- **What you should do**
Set down the data below from its first line to the line holding "of the middle", inclusive; omit all pictures.

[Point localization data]
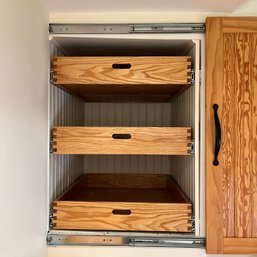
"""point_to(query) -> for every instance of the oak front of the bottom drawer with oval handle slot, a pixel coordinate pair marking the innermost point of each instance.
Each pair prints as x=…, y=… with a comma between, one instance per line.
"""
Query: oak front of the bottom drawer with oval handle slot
x=122, y=216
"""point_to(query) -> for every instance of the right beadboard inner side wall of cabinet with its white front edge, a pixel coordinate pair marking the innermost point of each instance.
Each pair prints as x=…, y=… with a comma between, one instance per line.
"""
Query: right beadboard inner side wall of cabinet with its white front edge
x=184, y=112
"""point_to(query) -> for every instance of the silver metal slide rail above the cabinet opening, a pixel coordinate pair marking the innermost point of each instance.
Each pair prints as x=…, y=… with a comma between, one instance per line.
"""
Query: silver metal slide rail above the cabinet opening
x=126, y=28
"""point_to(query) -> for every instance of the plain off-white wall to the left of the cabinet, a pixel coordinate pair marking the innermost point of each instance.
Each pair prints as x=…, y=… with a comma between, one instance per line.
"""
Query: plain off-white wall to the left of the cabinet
x=23, y=128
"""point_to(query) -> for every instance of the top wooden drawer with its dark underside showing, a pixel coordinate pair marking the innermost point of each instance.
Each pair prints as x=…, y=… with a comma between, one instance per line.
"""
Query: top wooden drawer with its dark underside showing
x=123, y=78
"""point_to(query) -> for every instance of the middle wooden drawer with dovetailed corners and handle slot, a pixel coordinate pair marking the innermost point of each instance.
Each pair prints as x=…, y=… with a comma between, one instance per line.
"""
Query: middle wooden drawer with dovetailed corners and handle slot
x=122, y=140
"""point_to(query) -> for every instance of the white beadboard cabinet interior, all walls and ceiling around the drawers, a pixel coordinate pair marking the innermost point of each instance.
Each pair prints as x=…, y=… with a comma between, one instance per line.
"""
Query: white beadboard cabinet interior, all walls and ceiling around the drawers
x=180, y=111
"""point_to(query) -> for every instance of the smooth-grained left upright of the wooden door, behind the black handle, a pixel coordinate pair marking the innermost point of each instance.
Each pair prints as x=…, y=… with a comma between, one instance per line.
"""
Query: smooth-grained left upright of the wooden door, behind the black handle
x=214, y=177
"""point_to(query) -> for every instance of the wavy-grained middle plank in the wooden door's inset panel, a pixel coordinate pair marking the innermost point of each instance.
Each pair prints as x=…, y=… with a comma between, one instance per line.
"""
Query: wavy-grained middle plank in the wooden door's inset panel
x=243, y=142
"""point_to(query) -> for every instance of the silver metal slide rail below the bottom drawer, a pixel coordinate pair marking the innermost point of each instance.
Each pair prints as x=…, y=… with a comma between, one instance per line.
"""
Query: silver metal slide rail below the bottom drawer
x=124, y=239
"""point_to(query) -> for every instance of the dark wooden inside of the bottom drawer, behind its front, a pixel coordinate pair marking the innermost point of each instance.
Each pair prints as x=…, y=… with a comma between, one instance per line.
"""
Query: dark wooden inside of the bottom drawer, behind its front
x=125, y=187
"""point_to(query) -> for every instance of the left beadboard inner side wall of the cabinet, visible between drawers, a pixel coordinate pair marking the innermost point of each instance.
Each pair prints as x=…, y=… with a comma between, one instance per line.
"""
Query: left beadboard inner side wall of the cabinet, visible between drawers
x=65, y=110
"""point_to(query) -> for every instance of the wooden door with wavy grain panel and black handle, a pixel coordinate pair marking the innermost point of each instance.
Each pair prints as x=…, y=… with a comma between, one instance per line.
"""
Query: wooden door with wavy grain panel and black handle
x=231, y=92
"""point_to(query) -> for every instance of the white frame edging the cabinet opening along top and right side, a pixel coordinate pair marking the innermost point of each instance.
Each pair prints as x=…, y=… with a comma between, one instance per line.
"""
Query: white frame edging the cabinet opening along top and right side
x=198, y=40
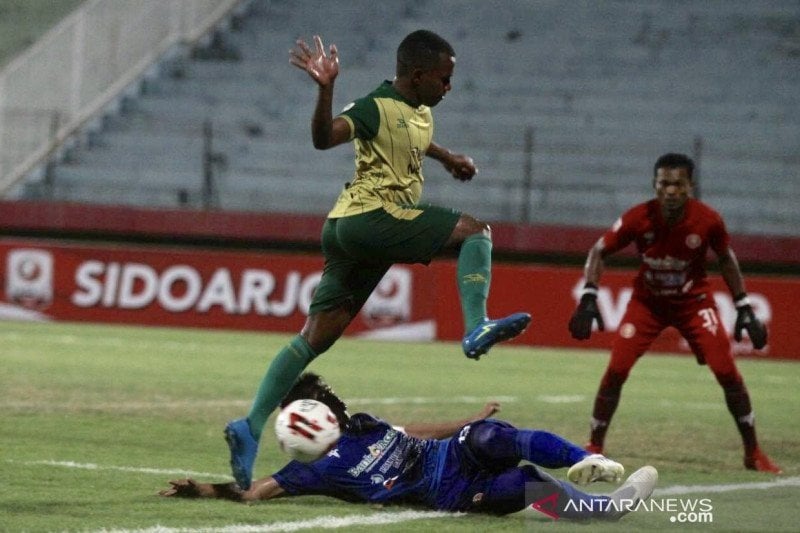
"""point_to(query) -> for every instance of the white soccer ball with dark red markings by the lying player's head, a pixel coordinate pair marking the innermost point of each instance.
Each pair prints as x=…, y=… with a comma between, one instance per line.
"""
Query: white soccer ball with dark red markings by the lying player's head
x=306, y=429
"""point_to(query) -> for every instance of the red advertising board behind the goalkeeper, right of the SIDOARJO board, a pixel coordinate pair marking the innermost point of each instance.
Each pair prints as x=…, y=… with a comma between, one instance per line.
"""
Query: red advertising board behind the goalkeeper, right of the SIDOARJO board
x=550, y=294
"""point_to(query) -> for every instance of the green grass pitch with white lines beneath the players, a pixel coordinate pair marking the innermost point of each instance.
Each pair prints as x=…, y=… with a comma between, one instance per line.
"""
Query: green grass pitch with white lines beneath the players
x=96, y=419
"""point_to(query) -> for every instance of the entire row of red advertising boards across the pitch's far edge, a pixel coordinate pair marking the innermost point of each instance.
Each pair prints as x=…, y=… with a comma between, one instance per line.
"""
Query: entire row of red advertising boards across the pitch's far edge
x=272, y=291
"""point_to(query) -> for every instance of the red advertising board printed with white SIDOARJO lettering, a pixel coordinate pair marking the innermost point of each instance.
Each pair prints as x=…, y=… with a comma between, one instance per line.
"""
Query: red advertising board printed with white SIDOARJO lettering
x=181, y=287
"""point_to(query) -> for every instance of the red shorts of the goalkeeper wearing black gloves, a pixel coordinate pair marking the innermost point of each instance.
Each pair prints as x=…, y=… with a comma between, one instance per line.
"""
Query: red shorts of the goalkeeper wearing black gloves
x=697, y=320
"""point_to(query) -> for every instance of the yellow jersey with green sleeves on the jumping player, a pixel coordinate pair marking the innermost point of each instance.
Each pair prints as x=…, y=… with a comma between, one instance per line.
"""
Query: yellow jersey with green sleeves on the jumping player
x=391, y=138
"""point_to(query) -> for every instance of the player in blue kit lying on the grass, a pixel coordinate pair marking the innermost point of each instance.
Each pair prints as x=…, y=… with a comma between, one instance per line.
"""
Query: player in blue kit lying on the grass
x=475, y=469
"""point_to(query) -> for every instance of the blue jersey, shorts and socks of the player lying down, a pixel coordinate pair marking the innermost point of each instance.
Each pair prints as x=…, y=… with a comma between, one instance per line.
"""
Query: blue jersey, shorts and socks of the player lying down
x=476, y=470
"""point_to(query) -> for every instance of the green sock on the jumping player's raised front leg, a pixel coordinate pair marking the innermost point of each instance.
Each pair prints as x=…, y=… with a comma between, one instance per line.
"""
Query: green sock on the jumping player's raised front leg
x=474, y=273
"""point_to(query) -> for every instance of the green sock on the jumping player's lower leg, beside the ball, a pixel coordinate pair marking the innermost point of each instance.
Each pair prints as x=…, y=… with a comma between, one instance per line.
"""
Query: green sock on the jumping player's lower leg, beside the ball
x=281, y=375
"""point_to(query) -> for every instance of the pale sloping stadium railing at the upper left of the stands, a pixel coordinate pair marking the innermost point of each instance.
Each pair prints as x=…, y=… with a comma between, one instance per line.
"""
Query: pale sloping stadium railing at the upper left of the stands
x=82, y=65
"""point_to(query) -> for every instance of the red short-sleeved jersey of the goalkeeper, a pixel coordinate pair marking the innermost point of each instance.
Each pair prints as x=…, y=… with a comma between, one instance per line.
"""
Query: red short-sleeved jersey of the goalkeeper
x=673, y=257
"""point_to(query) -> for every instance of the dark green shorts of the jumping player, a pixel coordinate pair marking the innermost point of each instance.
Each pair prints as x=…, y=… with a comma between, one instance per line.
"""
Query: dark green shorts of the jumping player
x=359, y=249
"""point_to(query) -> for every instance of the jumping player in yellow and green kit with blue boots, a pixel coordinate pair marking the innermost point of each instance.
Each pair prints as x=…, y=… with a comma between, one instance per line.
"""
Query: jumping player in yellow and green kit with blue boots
x=377, y=220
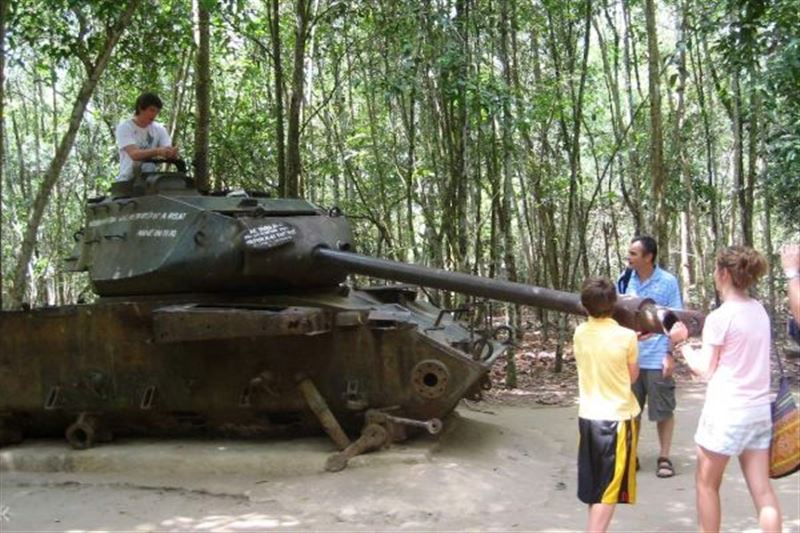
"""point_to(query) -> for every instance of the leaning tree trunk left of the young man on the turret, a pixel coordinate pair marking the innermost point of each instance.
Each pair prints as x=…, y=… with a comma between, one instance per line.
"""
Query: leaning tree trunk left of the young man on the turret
x=62, y=152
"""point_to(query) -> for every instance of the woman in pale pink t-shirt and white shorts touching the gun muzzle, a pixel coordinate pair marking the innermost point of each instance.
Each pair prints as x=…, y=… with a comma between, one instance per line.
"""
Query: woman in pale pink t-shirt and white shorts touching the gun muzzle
x=736, y=420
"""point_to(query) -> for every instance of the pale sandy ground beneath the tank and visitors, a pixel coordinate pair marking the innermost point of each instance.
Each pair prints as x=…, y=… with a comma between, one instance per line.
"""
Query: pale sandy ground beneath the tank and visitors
x=499, y=469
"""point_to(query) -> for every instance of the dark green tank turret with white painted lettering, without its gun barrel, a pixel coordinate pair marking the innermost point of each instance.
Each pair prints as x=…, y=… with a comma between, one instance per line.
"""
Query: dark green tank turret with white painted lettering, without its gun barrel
x=157, y=235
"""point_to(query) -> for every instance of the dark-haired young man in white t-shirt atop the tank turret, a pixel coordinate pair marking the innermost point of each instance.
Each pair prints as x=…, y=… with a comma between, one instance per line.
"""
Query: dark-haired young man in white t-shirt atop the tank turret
x=141, y=138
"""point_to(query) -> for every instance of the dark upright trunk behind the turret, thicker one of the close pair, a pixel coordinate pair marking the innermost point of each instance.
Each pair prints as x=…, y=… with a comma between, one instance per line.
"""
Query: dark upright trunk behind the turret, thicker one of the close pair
x=292, y=187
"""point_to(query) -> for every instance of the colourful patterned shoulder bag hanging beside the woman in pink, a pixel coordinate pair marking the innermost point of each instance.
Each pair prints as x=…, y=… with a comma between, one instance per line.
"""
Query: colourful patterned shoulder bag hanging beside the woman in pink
x=784, y=451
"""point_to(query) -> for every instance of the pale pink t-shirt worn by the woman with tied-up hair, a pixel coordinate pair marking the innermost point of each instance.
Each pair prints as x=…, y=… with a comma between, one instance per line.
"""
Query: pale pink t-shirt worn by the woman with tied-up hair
x=741, y=380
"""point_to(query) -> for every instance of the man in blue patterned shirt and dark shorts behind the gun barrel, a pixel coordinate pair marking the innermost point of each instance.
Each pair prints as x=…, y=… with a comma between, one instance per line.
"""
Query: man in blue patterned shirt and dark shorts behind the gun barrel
x=655, y=386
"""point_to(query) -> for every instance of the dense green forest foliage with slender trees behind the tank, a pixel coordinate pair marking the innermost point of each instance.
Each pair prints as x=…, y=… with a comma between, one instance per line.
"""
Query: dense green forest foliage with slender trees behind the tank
x=409, y=121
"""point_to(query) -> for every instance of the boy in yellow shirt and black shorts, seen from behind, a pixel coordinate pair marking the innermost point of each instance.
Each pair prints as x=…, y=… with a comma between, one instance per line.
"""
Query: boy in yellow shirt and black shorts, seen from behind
x=606, y=355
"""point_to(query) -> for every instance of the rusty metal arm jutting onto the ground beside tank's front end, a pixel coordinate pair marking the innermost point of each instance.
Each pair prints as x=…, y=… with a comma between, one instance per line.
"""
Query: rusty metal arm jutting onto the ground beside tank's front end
x=379, y=431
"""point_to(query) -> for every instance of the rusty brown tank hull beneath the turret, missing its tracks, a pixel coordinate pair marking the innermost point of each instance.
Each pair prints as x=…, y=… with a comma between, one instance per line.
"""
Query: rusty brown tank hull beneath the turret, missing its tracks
x=205, y=365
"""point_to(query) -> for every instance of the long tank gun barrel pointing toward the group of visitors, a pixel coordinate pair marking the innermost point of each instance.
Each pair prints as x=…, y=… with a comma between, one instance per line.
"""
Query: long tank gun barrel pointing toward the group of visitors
x=639, y=314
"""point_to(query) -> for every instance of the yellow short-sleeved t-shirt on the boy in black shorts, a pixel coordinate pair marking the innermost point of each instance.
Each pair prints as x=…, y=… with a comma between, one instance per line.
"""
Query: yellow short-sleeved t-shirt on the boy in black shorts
x=603, y=350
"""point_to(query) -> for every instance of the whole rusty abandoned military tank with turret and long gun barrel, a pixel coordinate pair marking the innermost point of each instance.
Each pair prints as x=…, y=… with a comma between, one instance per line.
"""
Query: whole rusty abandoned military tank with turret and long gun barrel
x=227, y=314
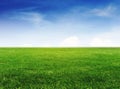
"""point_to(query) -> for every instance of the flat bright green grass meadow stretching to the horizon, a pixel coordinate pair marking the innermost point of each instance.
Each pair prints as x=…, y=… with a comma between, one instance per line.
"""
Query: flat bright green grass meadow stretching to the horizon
x=59, y=68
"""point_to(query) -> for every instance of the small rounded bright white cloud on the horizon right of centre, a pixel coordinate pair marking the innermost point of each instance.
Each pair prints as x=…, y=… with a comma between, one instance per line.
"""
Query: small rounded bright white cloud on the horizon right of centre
x=72, y=41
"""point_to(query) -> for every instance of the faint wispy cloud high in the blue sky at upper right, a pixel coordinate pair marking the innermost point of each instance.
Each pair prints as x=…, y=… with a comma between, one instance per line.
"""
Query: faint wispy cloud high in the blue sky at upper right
x=104, y=12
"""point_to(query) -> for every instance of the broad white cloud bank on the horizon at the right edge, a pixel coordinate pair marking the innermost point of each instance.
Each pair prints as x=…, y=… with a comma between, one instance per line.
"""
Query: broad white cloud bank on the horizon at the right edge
x=107, y=39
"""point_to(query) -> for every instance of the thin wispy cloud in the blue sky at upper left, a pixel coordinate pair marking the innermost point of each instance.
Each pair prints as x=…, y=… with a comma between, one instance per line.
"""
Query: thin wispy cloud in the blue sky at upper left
x=29, y=17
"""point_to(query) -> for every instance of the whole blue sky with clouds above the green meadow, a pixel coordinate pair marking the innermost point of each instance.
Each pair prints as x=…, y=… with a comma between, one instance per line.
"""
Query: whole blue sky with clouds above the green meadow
x=59, y=23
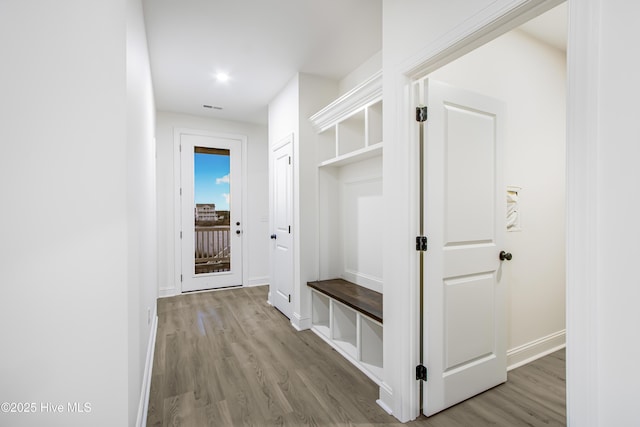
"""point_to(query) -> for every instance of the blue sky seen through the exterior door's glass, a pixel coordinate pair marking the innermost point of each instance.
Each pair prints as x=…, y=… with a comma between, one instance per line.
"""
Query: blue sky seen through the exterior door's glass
x=212, y=179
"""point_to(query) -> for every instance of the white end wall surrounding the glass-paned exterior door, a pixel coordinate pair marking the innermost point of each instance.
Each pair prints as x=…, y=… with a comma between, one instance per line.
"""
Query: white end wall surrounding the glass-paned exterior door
x=256, y=231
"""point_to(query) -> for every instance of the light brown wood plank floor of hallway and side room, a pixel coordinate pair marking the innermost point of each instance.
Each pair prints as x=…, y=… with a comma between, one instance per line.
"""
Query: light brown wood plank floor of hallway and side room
x=227, y=358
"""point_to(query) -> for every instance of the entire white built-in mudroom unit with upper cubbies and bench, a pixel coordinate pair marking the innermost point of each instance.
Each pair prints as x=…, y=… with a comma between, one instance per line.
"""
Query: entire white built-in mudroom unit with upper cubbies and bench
x=350, y=224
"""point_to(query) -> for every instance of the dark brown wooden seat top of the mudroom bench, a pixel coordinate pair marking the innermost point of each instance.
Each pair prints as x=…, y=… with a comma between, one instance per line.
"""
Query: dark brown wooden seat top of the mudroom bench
x=357, y=297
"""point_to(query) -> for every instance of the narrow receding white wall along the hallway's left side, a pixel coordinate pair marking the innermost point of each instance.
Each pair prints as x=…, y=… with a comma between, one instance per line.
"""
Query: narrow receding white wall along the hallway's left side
x=141, y=212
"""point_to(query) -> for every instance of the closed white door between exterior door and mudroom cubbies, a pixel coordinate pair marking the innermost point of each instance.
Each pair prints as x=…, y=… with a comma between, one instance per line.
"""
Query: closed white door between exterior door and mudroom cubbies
x=282, y=238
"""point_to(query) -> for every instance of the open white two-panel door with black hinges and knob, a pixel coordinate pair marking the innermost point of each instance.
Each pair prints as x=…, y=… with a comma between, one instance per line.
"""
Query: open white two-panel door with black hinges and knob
x=465, y=211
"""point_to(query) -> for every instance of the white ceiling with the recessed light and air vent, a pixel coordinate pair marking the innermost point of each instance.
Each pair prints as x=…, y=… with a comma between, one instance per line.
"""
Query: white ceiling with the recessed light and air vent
x=263, y=44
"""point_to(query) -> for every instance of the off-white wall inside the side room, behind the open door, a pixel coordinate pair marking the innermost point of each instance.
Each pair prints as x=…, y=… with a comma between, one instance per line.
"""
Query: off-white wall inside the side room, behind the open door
x=530, y=77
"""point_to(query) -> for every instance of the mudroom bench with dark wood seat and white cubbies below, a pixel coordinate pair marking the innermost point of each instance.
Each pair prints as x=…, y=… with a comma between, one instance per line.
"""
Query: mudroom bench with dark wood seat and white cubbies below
x=349, y=318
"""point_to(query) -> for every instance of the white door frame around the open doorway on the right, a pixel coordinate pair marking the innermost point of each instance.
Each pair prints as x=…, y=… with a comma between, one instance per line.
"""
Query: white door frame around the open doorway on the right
x=582, y=118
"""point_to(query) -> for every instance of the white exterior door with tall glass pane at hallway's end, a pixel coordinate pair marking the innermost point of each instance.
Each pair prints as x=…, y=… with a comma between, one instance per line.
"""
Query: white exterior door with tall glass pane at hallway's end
x=211, y=211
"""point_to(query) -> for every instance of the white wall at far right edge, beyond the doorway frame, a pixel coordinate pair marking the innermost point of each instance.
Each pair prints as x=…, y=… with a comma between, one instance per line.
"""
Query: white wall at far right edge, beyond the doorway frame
x=616, y=178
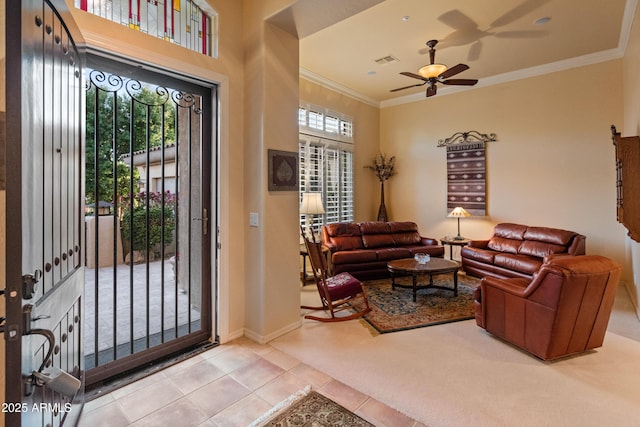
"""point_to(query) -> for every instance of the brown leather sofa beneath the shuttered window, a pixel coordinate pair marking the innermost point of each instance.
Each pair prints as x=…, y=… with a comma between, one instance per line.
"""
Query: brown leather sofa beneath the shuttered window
x=364, y=249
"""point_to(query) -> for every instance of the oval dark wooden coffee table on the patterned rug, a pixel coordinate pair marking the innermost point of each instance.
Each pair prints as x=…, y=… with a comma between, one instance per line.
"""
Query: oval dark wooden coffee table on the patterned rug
x=410, y=266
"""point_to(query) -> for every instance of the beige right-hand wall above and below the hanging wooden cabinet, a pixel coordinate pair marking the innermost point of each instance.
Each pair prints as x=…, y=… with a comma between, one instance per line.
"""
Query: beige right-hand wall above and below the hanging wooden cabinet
x=631, y=127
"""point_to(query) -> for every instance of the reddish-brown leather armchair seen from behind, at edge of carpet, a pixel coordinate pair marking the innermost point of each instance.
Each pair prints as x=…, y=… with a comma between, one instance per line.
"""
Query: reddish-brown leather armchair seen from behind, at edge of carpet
x=563, y=310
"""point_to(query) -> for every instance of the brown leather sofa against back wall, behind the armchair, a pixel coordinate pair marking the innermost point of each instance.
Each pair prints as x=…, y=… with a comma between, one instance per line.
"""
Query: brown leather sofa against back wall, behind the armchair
x=517, y=250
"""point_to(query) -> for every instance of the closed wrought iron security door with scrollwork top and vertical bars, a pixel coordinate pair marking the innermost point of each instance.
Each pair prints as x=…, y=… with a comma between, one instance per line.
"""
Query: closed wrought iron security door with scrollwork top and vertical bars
x=148, y=160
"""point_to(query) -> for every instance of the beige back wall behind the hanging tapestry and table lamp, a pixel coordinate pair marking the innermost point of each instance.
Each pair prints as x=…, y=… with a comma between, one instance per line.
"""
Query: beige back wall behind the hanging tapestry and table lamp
x=552, y=165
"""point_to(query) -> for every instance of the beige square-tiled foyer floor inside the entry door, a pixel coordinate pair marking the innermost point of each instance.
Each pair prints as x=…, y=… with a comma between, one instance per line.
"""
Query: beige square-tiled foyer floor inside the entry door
x=230, y=385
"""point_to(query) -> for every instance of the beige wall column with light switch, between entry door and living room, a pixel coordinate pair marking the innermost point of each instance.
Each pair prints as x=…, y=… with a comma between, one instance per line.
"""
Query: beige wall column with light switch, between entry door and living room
x=271, y=103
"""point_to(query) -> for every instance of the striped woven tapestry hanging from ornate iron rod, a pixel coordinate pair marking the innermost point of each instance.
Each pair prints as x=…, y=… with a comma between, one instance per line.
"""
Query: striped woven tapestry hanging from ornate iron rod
x=466, y=171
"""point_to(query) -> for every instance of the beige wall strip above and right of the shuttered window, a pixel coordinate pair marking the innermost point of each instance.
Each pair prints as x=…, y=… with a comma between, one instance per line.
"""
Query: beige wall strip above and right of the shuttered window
x=366, y=119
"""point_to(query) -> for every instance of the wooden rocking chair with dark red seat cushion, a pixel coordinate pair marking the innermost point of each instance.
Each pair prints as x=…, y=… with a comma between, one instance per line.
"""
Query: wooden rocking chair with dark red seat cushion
x=335, y=291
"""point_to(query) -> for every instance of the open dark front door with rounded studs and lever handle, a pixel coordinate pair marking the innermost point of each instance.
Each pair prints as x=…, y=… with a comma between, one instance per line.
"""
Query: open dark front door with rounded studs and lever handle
x=44, y=271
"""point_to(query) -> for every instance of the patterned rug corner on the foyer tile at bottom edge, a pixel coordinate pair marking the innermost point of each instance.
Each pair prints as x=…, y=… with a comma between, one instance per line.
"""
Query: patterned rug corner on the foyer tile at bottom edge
x=309, y=408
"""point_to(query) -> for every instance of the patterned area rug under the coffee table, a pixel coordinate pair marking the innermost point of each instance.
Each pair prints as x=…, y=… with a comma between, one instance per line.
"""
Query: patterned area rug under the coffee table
x=393, y=310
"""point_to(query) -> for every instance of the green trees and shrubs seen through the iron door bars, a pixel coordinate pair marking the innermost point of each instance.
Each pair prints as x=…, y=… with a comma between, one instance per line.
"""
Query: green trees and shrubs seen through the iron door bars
x=118, y=124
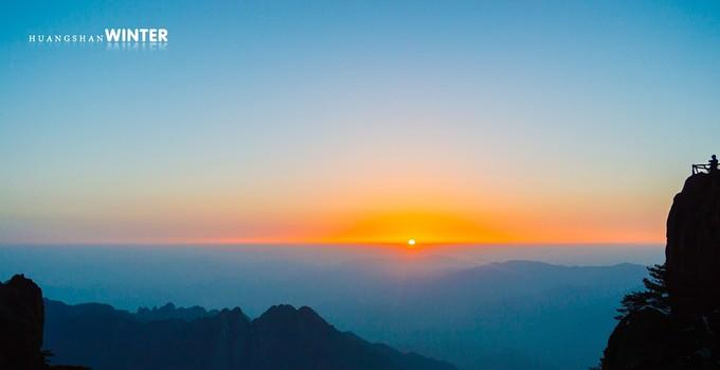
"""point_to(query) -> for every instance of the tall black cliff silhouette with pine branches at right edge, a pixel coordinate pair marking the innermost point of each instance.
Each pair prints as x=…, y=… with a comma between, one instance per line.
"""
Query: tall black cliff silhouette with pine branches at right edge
x=674, y=323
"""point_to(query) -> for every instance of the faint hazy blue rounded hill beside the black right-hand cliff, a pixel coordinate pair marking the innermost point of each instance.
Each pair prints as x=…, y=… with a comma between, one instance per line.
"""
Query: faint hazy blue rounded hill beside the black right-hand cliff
x=515, y=315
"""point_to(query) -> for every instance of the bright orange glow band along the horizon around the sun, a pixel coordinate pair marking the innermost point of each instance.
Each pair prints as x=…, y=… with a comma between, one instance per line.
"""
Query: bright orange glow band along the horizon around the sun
x=396, y=229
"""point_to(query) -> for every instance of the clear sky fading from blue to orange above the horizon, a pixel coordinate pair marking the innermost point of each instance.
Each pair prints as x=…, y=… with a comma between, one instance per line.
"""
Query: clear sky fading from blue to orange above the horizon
x=355, y=121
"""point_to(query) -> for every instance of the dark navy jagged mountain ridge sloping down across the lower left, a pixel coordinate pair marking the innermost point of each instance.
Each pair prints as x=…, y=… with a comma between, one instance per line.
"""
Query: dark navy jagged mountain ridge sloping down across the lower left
x=281, y=338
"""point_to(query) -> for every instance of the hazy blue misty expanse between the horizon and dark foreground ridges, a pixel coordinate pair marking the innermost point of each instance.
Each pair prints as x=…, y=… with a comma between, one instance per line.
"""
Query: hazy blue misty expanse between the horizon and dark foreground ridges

- **Task response**
"""point_to(query) -> for every instance of the oak front of the bottom drawer with oval handle slot, a pixel coordinate pair marking the innermost point of each instance.
Each pair prints as x=…, y=… with a comma between, one instance per line.
"""
Query: oak front of the bottom drawer with oval handle slot
x=122, y=216
"""point_to(query) -> for every instance of the right beadboard inner side wall of cabinet with its white front edge, a pixel coordinate pair marking the innermost point of each instance.
Each pair prints as x=…, y=… with a comma between, one instance per line.
"""
Query: right beadboard inner side wall of cabinet with its white front edge
x=184, y=112
"""point_to(query) -> for every instance of the silver metal slide rail above the cabinet opening, a pixel coordinate pair marking the innermost point of each instance.
Each pair prints as x=…, y=… with a comma between, one instance per line.
"""
Query: silver metal slide rail above the cabinet opening
x=126, y=28
"""point_to(query) -> for every instance of the plain off-white wall to the left of the cabinet, a pixel coordinate pair marking the innermost point of each instance.
Each pair prints as x=…, y=… with a comma between, one instance per line.
"""
Query: plain off-white wall to the left of the cabinet
x=23, y=128
"""point_to(query) -> for every instance of the top wooden drawer with its dark underside showing, a pixel coordinate pair marking the innermost point of each instance.
Each pair prints as x=…, y=… with a comma between, one instance per line.
"""
Query: top wooden drawer with its dark underside showing
x=123, y=78
"""point_to(query) -> for every instance of the middle wooden drawer with dovetailed corners and handle slot, a pixel coordinate pair marking the innermost point of each instance.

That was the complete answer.